» SET PROBLEM
Rewrite only the lines from the one with "The client would like the bounding box for the wooden" to the one with "[0,0,1024,768]", requests included, and shift every bounding-box coordinate in their answers up by 31.

═══ RECORD LIST ═══

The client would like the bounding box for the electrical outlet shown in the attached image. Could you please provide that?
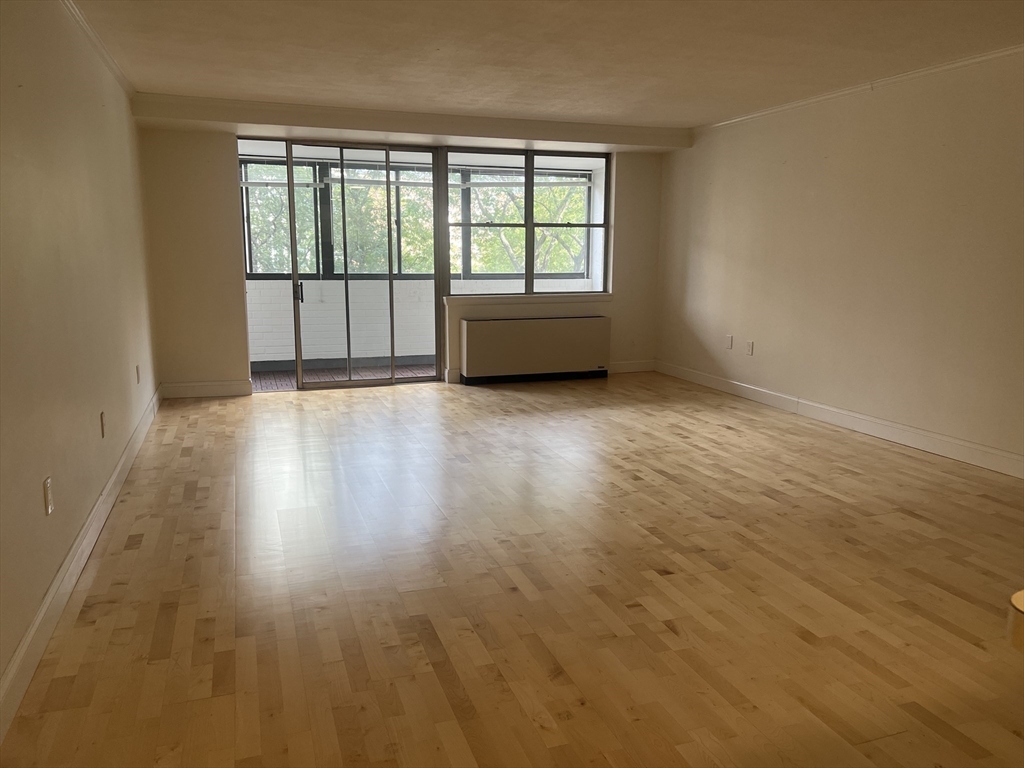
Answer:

═══
═══ RECORD LIST ═══

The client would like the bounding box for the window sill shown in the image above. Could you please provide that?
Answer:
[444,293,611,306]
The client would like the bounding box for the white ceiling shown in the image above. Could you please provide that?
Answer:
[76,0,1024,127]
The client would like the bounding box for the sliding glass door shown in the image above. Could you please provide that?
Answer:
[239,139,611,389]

═══
═══ RECORD LIST ═══

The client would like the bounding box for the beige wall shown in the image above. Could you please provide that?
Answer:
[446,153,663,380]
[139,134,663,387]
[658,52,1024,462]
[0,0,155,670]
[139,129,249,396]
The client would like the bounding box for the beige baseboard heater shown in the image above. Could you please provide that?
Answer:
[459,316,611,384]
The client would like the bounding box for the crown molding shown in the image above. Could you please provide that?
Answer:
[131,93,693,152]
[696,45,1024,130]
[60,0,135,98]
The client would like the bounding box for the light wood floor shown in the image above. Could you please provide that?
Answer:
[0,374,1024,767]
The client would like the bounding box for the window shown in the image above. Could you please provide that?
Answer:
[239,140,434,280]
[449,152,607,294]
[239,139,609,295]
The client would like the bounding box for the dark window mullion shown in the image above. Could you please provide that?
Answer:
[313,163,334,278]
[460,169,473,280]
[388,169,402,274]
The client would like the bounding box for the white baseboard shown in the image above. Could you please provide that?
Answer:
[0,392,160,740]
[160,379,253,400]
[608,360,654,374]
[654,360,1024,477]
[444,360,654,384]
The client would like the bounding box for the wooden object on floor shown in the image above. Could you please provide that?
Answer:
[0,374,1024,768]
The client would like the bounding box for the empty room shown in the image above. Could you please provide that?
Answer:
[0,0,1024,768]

═══

» WRITTEN RESPONSE
The client would like the bounding box for the wooden object on floor shown in the image above. Could you please provide that?
Answer:
[31,405,1055,799]
The client would like the bounding box for the empty room shown in the image above. Could you please provide that?
Answer:
[31,31,1055,799]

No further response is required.